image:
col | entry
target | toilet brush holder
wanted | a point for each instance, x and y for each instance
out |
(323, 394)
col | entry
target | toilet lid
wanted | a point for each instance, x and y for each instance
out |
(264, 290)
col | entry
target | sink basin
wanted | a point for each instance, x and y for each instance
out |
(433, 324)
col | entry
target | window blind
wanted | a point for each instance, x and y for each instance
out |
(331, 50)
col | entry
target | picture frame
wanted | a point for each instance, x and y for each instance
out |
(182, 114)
■ ■ ■ ■ ■
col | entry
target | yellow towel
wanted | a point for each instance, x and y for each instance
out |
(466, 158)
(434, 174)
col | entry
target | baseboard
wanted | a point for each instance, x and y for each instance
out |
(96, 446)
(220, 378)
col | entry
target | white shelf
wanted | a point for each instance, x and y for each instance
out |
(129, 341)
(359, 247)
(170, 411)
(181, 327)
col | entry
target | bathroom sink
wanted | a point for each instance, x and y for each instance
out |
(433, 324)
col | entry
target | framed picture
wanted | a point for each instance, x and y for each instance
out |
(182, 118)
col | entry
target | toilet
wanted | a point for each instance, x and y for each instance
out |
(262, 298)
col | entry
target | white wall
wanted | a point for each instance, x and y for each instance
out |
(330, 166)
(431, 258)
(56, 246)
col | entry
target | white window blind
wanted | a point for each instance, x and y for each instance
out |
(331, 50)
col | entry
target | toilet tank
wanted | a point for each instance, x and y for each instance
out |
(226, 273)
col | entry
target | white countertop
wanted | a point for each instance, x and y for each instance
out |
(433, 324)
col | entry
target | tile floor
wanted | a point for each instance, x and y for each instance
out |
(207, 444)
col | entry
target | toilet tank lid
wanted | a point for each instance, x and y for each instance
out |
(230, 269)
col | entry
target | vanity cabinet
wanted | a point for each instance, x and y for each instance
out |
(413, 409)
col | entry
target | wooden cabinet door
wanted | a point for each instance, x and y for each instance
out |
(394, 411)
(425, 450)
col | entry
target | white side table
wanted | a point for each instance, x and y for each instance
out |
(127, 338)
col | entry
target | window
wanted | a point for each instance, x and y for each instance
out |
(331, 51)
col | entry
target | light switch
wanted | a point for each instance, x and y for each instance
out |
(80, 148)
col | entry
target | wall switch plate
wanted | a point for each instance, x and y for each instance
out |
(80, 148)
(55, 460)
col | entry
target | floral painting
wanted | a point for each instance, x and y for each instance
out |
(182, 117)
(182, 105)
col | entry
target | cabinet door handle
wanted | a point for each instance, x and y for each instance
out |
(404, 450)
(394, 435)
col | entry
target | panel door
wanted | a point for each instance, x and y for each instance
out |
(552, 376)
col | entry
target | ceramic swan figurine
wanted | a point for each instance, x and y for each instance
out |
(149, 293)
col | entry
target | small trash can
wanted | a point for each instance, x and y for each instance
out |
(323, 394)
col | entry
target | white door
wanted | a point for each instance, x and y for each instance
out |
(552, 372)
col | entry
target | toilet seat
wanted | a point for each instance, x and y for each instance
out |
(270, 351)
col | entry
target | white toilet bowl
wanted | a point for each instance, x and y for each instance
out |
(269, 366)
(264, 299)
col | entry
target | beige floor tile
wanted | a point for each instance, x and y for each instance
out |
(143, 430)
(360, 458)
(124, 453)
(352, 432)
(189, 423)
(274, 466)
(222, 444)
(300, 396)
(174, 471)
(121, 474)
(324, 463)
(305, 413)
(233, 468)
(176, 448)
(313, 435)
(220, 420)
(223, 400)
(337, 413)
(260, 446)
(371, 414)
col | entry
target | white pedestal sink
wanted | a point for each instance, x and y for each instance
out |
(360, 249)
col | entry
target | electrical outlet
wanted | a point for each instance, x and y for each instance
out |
■ ■ ■ ■ ■
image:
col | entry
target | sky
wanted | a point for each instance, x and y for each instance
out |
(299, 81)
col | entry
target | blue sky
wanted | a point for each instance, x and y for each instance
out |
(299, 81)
■ ■ ■ ■ ■
Count the lines in the material above that contain the string "blind", and reply with the number alone.

2